-- Begin Supplied material --
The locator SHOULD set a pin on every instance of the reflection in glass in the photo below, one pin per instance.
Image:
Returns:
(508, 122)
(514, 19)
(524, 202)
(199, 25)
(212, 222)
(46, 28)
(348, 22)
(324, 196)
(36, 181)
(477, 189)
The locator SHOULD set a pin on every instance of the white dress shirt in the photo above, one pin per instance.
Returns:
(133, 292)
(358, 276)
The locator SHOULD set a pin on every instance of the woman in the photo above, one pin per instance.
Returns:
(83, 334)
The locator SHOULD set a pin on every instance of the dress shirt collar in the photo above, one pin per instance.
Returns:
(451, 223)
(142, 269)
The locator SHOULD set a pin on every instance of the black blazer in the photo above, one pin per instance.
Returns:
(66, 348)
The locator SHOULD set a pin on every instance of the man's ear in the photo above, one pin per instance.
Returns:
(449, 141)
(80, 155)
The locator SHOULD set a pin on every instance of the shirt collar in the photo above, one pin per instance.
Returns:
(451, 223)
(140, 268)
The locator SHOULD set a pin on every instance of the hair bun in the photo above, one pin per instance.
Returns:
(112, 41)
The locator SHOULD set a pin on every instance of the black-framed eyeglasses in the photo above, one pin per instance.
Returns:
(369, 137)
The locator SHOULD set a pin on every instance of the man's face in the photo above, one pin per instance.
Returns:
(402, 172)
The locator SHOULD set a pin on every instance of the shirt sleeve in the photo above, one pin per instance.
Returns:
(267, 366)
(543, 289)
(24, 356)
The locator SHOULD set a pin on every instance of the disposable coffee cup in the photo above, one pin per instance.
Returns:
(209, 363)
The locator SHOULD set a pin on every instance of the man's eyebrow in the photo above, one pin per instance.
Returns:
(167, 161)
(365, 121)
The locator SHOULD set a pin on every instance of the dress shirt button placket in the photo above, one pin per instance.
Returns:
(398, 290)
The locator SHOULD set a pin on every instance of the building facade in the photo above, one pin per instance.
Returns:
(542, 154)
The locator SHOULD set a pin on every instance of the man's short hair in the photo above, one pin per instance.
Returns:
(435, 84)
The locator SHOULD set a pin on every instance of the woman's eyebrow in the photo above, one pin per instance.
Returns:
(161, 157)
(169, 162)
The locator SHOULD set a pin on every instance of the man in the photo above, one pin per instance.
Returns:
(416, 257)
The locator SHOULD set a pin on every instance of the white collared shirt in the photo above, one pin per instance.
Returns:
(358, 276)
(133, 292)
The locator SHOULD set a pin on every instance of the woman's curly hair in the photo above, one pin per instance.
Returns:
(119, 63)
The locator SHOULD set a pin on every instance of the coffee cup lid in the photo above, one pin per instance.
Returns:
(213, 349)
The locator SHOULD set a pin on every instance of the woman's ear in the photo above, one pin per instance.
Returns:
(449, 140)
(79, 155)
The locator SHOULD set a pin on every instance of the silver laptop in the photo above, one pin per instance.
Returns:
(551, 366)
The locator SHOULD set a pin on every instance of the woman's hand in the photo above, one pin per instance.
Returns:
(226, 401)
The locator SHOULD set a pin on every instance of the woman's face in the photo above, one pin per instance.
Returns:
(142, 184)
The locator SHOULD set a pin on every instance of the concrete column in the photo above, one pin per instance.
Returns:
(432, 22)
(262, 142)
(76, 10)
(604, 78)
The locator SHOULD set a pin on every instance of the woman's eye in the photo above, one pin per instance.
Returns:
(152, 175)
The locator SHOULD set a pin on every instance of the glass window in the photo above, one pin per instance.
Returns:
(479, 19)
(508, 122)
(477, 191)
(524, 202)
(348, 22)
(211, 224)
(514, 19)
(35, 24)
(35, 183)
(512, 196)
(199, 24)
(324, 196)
-- End Supplied material --
* Work to be completed
Write the material out again in its entirety, exactly as shown.

* Task response
The locator SHOULD set a pin on every instance of the reflection in glass in the photo below, one pin per instance.
Image:
Returns:
(508, 122)
(514, 19)
(524, 202)
(199, 25)
(212, 222)
(46, 28)
(348, 22)
(324, 196)
(36, 181)
(477, 189)
The locator SHOULD set a pin on every instance of the white dress shirt in the photo above, one pin per instance.
Returns:
(133, 292)
(358, 276)
The locator SHOULD set a pin on every instance of the woman in the photo above, one pin per instance.
Returns:
(83, 334)
The locator SHOULD set a pin on every instance of the dress shirt collar in the photo above, one pin per instance.
Returns:
(451, 223)
(142, 269)
The locator SHOULD set a pin on every instance of the black blazer in the photo above, one pin per instance.
Returns:
(66, 348)
The locator SHOULD set a pin on every instance of the man's ear in the photo above, one pin per instance.
Returns:
(449, 141)
(80, 155)
The locator SHOULD set a pin on every instance of the shirt collar in the photo above, one pin per instance.
Returns:
(451, 223)
(140, 268)
The locator SHOULD set a pin on every instance of the hair bun in the photo above, one pin per instance.
Returns:
(112, 41)
The locator SHOULD set a pin on every instance of the black-framed eyeglasses in the photo above, one pin per instance.
Returns:
(369, 137)
The locator SHOULD set a pin on every instance of the man's face in the photo above, one pin per instance.
Returns:
(402, 172)
The locator SHOULD set a pin on every instance of the shirt sleeve in the photo above, one pin per instance.
Returns:
(267, 366)
(543, 289)
(24, 356)
The locator SHOULD set a pin on every instance of the disposable coffee cup in the photo above, one pin per instance.
Returns:
(209, 363)
The locator SHOULD set a pin on every instance of the man's eyebrow in the photo above, one pin per instance.
Returns:
(167, 161)
(365, 121)
The locator SHOULD set a pin on every instance of the dress shirt button placket in the photo above, one pin per instance.
Returns:
(398, 290)
The locator SHOULD set a pin on every instance of the building facade in the photo above, one pin per instance.
Returns:
(542, 154)
The locator SHOULD set a pin on every instance of the man's short hair in the photo above, one pin per instance.
Returns:
(435, 84)
The locator SHOULD set a pin on every instance of the woman's eyebrow in the photo above, one pin per instance.
Returns:
(161, 157)
(169, 162)
The locator SHOULD set a pin on every instance of the man in the photo above, one pin per instance.
Returns:
(416, 257)
The locator SHOULD set a pin on every instance of the white collared shirt in the photo above, one pin per instance.
Returns:
(358, 276)
(133, 292)
The locator SHOULD set a pin on every instance of the woman's curly hair in the photo above, one pin per instance.
Returns:
(119, 63)
The locator SHOULD set a pin on every instance of the coffee cup lid in the photo above, one pin per instance.
Returns:
(213, 349)
The locator SHOULD set a pin on every instance of the woman's ear in the photo above, one pin per instance.
Returns:
(449, 140)
(79, 155)
The locator SHOULD set a pin on every instance of the silver laptop in the photo above, one pin per instance.
Returns:
(551, 366)
The locator SHOULD set a pin on every instance of the woman's hand in the photo above, one pin per instance.
Returns:
(226, 401)
The locator SHOULD set a pin on every instance of the woman's face in the photo above, one pin per instance.
Returns:
(142, 184)
The locator SHOULD set a pin on every instance of the concrete column in the photo above, one pin per instance.
Returns:
(432, 22)
(262, 142)
(76, 10)
(604, 78)
The locator SHOULD set a pin on every instance of the woman's eye in the photo above, one pin per instance.
Returns:
(152, 175)
The locator SHOULD set a pin on every instance of the glass window in the photo above, one pin per instance.
Returns:
(479, 19)
(508, 122)
(477, 191)
(524, 202)
(348, 22)
(211, 224)
(514, 19)
(35, 24)
(35, 183)
(512, 196)
(199, 24)
(324, 196)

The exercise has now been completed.